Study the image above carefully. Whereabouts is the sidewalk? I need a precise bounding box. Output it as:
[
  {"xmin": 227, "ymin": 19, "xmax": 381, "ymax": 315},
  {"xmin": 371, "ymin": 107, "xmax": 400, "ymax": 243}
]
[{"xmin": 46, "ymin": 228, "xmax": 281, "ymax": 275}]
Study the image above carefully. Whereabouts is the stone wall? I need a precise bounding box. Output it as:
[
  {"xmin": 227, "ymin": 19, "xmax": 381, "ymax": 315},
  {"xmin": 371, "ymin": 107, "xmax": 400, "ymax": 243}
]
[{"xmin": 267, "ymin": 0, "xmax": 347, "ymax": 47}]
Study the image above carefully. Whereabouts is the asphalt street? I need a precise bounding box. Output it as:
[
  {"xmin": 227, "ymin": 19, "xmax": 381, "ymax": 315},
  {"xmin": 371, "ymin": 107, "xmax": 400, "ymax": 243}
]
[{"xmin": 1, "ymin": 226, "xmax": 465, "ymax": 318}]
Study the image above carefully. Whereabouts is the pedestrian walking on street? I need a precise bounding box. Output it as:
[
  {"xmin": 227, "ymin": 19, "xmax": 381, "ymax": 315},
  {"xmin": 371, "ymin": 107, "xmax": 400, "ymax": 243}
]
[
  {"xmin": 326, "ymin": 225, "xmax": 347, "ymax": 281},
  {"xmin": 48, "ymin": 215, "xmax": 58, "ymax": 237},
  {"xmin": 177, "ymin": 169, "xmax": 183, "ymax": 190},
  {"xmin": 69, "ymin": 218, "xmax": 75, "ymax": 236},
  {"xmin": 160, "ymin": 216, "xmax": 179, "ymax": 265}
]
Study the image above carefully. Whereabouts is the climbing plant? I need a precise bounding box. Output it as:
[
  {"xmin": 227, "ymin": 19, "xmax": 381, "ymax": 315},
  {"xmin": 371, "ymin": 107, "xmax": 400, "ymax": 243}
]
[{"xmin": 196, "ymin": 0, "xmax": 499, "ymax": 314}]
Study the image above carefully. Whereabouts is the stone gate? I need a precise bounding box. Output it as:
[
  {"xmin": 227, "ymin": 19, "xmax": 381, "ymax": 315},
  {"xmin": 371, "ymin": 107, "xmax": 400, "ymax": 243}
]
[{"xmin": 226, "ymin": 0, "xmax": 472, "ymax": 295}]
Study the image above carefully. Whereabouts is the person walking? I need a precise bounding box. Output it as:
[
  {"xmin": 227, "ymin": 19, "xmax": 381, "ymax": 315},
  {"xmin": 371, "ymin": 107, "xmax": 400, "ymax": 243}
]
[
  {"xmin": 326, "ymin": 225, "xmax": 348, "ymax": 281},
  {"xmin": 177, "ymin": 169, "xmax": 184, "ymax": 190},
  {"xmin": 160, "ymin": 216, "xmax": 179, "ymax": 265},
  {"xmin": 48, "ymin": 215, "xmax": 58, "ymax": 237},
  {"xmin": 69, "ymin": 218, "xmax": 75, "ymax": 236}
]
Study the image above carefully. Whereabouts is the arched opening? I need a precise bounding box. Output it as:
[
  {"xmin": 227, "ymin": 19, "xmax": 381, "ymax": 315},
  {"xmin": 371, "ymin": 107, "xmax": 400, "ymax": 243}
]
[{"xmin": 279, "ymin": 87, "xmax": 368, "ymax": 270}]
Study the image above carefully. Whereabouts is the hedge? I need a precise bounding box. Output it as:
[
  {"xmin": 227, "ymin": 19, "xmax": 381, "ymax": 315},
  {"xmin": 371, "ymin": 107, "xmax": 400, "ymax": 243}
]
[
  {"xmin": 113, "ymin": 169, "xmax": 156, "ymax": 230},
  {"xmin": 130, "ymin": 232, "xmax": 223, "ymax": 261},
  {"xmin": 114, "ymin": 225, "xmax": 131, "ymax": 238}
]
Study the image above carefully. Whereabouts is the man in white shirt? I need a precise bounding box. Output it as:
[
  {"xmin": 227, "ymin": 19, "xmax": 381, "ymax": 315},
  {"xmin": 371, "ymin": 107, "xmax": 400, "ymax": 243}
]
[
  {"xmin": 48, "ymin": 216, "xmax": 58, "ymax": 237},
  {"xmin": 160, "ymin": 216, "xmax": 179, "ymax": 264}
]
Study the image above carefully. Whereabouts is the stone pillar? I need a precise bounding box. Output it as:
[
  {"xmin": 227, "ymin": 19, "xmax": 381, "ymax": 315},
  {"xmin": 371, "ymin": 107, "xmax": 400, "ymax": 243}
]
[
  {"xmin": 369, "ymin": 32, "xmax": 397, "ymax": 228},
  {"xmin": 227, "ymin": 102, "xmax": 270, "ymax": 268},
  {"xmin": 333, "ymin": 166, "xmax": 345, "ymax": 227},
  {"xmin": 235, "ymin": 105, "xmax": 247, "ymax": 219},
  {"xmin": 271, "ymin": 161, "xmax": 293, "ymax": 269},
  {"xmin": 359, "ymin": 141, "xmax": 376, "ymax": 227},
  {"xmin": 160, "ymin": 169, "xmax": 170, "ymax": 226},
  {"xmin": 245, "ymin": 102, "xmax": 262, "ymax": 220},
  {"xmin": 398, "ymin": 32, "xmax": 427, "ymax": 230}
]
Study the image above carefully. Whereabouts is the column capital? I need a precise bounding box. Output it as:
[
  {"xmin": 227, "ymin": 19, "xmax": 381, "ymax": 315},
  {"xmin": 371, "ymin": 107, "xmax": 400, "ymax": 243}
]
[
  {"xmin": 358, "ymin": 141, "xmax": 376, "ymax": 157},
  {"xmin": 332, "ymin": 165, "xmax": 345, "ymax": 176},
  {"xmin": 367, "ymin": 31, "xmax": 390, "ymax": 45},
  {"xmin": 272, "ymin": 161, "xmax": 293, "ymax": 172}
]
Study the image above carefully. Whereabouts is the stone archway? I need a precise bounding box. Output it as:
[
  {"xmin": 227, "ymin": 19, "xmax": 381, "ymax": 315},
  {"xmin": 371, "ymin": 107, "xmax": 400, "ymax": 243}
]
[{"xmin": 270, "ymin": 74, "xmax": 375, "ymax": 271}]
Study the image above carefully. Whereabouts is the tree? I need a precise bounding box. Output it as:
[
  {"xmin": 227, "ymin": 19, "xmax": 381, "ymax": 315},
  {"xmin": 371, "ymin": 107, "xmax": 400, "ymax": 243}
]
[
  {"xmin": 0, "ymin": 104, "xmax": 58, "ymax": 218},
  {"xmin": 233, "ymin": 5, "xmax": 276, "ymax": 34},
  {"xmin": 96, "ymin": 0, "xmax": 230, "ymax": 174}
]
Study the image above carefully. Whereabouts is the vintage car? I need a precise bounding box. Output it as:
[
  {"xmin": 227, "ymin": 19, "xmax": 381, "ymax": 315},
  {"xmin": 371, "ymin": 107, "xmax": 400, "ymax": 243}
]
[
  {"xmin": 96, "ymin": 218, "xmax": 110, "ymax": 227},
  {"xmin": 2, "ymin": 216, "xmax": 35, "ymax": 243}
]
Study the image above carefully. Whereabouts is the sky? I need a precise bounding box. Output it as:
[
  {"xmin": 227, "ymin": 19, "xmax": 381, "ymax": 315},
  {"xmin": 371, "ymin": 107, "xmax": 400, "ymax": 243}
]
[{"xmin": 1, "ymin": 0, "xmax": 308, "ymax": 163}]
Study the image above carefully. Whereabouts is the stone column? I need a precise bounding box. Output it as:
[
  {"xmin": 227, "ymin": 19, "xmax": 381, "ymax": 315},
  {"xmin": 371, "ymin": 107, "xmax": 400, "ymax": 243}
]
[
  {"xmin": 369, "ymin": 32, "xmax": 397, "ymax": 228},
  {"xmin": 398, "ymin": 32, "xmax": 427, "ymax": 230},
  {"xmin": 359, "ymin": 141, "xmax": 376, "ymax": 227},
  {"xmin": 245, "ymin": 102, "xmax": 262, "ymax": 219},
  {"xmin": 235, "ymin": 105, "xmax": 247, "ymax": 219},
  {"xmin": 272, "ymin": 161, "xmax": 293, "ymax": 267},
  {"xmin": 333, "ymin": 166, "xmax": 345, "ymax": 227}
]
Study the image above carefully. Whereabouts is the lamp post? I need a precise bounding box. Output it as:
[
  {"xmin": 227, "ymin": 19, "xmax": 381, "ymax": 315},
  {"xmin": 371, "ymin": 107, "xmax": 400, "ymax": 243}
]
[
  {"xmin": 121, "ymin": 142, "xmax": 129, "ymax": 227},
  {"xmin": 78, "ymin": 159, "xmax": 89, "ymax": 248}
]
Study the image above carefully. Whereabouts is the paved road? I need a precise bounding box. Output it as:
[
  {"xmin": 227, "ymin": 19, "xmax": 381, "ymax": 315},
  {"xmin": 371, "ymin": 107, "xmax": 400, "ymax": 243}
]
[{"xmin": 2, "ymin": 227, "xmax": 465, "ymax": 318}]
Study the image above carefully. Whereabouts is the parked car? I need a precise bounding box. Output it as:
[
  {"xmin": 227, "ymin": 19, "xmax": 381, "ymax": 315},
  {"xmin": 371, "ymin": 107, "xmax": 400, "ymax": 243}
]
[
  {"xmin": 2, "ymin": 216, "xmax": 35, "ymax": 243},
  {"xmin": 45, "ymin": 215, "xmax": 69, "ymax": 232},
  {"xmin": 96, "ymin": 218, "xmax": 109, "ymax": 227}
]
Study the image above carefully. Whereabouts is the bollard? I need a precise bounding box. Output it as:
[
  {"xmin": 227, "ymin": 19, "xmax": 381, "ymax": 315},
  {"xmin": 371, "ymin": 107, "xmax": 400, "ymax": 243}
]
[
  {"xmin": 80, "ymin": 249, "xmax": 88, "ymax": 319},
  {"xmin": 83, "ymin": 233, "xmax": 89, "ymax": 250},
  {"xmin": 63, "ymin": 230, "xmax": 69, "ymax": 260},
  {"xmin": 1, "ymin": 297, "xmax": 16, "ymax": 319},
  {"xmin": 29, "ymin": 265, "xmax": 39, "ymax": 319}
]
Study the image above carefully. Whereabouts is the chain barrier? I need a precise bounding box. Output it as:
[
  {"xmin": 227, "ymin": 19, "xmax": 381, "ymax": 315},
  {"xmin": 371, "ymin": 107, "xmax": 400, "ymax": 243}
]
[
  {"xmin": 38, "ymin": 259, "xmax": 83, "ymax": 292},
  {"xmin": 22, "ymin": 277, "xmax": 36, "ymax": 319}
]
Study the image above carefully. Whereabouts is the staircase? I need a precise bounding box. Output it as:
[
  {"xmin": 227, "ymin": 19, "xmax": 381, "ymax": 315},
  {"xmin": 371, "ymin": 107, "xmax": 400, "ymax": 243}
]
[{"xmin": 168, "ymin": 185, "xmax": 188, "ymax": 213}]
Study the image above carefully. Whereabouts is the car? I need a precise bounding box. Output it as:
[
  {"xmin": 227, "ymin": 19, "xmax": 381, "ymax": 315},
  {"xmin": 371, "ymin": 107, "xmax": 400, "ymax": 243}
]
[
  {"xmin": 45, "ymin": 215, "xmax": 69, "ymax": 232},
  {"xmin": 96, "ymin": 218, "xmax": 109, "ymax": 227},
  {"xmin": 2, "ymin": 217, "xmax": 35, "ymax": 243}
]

--------------------------------

### WORK TO BE COMPLETED
Write down every line of the data above that includes the string "street".

### EXERCISE ANSWER
Study the image above carefully. Whereabouts is the asphalt street? I need a precise bounding box. Output it as:
Study the image above carefully. Whereabouts is the pedestrian walking on street? I need a precise bounding box. Output it as:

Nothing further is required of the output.